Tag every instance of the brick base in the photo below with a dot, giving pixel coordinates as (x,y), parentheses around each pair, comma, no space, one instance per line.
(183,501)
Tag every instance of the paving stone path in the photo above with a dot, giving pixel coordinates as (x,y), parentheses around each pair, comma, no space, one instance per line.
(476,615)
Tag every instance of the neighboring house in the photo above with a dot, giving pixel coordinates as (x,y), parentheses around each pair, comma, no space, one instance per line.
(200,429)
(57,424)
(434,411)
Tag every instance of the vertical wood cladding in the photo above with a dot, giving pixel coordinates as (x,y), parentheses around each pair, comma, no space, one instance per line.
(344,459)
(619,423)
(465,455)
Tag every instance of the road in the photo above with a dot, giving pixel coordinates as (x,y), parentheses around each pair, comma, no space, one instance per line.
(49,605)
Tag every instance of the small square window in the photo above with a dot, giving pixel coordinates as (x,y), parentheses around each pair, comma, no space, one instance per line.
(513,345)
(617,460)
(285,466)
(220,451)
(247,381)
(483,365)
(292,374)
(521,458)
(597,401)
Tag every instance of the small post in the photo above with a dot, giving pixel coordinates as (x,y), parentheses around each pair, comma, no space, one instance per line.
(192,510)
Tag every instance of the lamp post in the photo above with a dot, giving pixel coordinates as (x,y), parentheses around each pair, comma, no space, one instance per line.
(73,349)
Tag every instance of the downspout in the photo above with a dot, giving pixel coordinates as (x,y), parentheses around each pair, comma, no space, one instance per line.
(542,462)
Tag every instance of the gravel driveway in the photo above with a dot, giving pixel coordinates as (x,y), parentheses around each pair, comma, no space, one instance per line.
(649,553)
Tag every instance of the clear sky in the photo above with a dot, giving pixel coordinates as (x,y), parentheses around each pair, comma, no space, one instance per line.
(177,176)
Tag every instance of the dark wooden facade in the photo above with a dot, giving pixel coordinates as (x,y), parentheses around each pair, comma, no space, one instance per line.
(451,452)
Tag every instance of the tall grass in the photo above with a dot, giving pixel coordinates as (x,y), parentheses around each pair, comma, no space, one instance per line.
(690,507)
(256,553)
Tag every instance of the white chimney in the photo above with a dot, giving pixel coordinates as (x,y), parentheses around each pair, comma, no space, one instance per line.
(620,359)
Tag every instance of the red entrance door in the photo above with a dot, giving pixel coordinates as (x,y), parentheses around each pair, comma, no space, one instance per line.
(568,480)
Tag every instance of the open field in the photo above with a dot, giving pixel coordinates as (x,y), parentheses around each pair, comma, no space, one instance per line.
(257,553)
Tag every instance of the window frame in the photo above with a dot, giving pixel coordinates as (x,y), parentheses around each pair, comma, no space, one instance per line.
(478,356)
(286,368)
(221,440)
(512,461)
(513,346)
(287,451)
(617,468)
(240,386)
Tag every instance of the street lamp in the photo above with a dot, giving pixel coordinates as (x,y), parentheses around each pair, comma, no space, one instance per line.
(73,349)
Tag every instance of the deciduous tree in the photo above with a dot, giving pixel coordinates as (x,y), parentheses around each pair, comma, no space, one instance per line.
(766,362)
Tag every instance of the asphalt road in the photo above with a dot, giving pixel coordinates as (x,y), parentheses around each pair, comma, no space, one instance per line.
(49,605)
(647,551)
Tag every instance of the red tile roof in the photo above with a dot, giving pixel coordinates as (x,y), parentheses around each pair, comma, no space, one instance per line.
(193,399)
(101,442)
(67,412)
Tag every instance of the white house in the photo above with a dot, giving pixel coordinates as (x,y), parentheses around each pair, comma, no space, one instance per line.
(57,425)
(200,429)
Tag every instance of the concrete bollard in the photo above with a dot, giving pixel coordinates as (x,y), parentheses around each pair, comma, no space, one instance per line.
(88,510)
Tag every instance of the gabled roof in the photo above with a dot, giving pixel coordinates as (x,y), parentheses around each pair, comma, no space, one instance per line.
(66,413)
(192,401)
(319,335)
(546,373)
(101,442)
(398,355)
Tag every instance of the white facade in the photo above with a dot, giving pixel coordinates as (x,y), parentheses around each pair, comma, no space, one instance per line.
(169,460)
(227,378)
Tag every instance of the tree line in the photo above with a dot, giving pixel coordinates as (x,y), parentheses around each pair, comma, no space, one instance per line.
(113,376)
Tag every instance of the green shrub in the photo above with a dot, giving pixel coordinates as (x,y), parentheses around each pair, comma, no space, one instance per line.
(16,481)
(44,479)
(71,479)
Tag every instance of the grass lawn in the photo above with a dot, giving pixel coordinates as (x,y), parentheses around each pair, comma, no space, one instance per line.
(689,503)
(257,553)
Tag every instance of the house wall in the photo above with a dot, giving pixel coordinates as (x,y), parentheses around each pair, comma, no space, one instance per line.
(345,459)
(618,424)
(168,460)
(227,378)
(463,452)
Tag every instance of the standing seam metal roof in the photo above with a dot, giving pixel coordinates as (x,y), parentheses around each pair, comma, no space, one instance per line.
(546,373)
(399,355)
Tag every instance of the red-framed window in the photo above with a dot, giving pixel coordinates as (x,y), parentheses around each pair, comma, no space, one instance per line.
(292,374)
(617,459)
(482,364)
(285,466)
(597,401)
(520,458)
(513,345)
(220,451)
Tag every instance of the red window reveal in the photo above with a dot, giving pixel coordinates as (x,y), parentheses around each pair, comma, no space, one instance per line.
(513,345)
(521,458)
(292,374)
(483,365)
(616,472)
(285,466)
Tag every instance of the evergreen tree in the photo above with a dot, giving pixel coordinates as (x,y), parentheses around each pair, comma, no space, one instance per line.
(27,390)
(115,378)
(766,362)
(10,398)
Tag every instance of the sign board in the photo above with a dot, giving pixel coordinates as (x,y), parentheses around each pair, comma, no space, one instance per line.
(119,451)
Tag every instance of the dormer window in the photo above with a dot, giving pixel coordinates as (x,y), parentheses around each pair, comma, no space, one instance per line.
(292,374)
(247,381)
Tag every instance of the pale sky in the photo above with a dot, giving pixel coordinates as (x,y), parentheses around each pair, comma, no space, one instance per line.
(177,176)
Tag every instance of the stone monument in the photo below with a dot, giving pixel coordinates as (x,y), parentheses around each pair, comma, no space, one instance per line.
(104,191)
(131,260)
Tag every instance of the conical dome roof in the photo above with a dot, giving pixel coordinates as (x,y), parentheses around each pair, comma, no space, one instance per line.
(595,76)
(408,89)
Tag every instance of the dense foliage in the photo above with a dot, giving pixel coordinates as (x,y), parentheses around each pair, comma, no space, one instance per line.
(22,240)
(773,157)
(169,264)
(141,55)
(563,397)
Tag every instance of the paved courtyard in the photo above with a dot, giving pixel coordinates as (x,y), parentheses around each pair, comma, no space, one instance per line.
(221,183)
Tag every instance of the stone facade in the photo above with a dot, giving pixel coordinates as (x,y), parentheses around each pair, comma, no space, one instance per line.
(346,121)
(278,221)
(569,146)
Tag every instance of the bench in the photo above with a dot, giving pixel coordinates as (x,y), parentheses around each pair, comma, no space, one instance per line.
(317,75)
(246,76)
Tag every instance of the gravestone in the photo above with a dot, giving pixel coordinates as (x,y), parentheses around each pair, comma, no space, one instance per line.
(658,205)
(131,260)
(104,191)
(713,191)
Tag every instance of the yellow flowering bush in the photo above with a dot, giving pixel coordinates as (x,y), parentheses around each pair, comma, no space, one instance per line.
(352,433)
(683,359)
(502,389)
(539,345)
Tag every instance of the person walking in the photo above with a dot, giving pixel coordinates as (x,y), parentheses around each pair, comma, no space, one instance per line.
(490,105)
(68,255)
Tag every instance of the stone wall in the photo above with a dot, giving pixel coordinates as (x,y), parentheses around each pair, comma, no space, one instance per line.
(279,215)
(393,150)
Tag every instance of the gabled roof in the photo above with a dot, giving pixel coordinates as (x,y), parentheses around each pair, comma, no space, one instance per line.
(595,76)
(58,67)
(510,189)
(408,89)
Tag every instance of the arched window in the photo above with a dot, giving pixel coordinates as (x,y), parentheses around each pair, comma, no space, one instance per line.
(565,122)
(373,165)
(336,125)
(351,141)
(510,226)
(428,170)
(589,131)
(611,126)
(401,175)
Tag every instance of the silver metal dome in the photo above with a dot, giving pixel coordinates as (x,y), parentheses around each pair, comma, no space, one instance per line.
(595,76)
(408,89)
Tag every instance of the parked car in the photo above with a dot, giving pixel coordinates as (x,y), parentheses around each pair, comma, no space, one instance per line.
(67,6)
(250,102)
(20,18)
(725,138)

- - - - -

## Task directions
Copy out the lines starting at the one containing "Tag every instance of the bench" and ending with the last line of the entries. Include nothing else.

## Written answer
Tag every instance of the bench in the photo above with a dot, giving pixel coordinates as (x,y), parentheses around each pair, comma, no space, one instance per line.
(317,75)
(246,76)
Tag every instance of the gravestone in the photo above with a dot, giving pixel coordinates as (x,y), parentheses around each pair, comma, no space, one instance per line.
(658,205)
(131,260)
(104,191)
(713,191)
Tag every instance of the yellow flowering bush in the photo above with a dot, giving pixel coordinates as (x,y), parentheses around each pair, comma, no space, one instance per line.
(352,433)
(683,359)
(502,389)
(539,345)
Tag every instance of the person walking in the photo above with a dot, giving pixel coordinates as (x,y), parentheses around each pair, comma, no space, one instance per line.
(490,105)
(68,255)
Tag every instance of the stone wall in the photo above with a dot, giving pixel coordinates as (x,y), parentheses around each pair, comma, no space, one instance per line.
(279,215)
(393,150)
Tag every instance of the gabled roof in the photo above with a dot, giving pixel coordinates as (x,y), parentheses around each pair, comma, no space, one instance per line.
(595,76)
(58,67)
(510,189)
(408,89)
Tag every instance of the arched window in the photo above with a dot, giving pixel coordinates as (x,y), parentheses around each pair, comma, no space, one instance per line.
(565,122)
(373,165)
(336,125)
(351,141)
(510,226)
(428,170)
(589,131)
(611,126)
(401,175)
Tag every instance of the silver metal dome in the photo above with a dot, giving pixel coordinates as (x,y), parentheses around each pair, comma, no space, one instance per line.
(595,76)
(408,89)
Tag every instance of the parked car in the photo above with a dot, giving pixel coordinates as (x,y), parentheses around each pair, comma, no space, one instance per line.
(67,6)
(250,102)
(20,18)
(725,138)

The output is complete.